#### [What this task involves]
Rename "mountain" to "hill" in the rows from the start through the line containing "Q: Outline the barren", leaving everything else unchanged, and reproduce that span. Leave the pictures out of your answer.

#### [Exercise material]
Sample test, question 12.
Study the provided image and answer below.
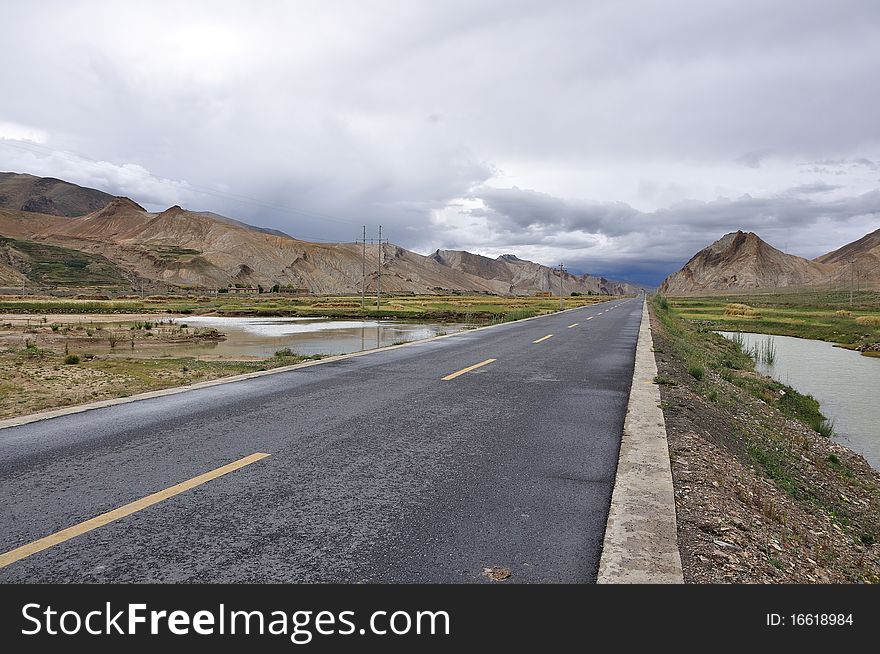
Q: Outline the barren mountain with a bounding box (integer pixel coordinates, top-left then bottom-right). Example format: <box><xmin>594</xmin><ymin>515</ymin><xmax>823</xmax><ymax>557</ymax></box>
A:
<box><xmin>814</xmin><ymin>229</ymin><xmax>880</xmax><ymax>288</ymax></box>
<box><xmin>0</xmin><ymin>173</ymin><xmax>113</xmax><ymax>217</ymax></box>
<box><xmin>660</xmin><ymin>231</ymin><xmax>835</xmax><ymax>295</ymax></box>
<box><xmin>0</xmin><ymin>174</ymin><xmax>635</xmax><ymax>294</ymax></box>
<box><xmin>431</xmin><ymin>250</ymin><xmax>638</xmax><ymax>295</ymax></box>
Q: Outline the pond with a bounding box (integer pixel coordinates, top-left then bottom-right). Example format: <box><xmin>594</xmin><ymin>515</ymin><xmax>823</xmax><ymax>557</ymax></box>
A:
<box><xmin>99</xmin><ymin>316</ymin><xmax>469</xmax><ymax>360</ymax></box>
<box><xmin>719</xmin><ymin>332</ymin><xmax>880</xmax><ymax>469</ymax></box>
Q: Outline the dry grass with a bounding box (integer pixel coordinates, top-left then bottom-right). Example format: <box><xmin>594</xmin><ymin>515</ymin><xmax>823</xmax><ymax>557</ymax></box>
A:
<box><xmin>724</xmin><ymin>302</ymin><xmax>761</xmax><ymax>318</ymax></box>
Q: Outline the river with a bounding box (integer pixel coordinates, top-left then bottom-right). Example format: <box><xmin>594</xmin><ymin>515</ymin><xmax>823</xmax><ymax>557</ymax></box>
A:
<box><xmin>719</xmin><ymin>332</ymin><xmax>880</xmax><ymax>470</ymax></box>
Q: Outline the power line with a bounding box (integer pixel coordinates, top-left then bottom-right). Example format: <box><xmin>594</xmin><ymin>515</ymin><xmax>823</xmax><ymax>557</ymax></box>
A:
<box><xmin>557</xmin><ymin>263</ymin><xmax>565</xmax><ymax>311</ymax></box>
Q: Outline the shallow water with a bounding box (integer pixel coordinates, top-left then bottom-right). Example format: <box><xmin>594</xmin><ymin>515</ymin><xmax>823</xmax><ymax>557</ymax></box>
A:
<box><xmin>92</xmin><ymin>316</ymin><xmax>467</xmax><ymax>359</ymax></box>
<box><xmin>719</xmin><ymin>332</ymin><xmax>880</xmax><ymax>469</ymax></box>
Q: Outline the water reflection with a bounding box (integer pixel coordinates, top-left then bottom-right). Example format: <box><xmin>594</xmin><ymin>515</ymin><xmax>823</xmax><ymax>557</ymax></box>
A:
<box><xmin>91</xmin><ymin>316</ymin><xmax>467</xmax><ymax>359</ymax></box>
<box><xmin>719</xmin><ymin>332</ymin><xmax>880</xmax><ymax>469</ymax></box>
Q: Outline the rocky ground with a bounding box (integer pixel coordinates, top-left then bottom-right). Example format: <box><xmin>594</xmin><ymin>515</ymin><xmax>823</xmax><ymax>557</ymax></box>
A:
<box><xmin>0</xmin><ymin>314</ymin><xmax>310</xmax><ymax>419</ymax></box>
<box><xmin>652</xmin><ymin>304</ymin><xmax>880</xmax><ymax>583</ymax></box>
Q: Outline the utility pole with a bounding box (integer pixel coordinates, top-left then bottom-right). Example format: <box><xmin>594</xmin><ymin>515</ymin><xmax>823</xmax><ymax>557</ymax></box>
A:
<box><xmin>376</xmin><ymin>225</ymin><xmax>382</xmax><ymax>311</ymax></box>
<box><xmin>849</xmin><ymin>259</ymin><xmax>856</xmax><ymax>308</ymax></box>
<box><xmin>361</xmin><ymin>225</ymin><xmax>367</xmax><ymax>310</ymax></box>
<box><xmin>559</xmin><ymin>263</ymin><xmax>565</xmax><ymax>311</ymax></box>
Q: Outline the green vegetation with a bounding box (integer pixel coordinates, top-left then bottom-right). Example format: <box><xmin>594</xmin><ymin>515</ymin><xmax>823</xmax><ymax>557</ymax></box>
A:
<box><xmin>652</xmin><ymin>296</ymin><xmax>833</xmax><ymax>440</ymax></box>
<box><xmin>672</xmin><ymin>291</ymin><xmax>880</xmax><ymax>356</ymax></box>
<box><xmin>0</xmin><ymin>236</ymin><xmax>130</xmax><ymax>287</ymax></box>
<box><xmin>0</xmin><ymin>294</ymin><xmax>613</xmax><ymax>323</ymax></box>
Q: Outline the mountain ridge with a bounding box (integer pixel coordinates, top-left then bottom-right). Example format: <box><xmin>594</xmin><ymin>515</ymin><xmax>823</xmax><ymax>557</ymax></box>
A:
<box><xmin>659</xmin><ymin>230</ymin><xmax>880</xmax><ymax>295</ymax></box>
<box><xmin>0</xmin><ymin>173</ymin><xmax>637</xmax><ymax>294</ymax></box>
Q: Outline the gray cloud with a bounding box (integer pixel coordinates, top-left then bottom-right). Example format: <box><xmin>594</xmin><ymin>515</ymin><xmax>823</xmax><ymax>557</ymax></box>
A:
<box><xmin>461</xmin><ymin>188</ymin><xmax>880</xmax><ymax>283</ymax></box>
<box><xmin>0</xmin><ymin>0</ymin><xmax>880</xmax><ymax>276</ymax></box>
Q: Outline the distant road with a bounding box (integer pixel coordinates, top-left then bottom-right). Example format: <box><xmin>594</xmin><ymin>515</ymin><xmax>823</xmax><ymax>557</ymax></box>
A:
<box><xmin>0</xmin><ymin>299</ymin><xmax>642</xmax><ymax>582</ymax></box>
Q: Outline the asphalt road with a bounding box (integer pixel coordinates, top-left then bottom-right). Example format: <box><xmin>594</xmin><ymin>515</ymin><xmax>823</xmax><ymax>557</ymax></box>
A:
<box><xmin>0</xmin><ymin>299</ymin><xmax>642</xmax><ymax>583</ymax></box>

#### [Task response]
Sample test, question 12.
Study the provided image and answer below.
Q: Outline the barren hill with a bounding box (integer pixel coordinates, top-left then bottom-right). Example format: <box><xmin>594</xmin><ymin>515</ymin><xmax>823</xmax><ymax>557</ymax></box>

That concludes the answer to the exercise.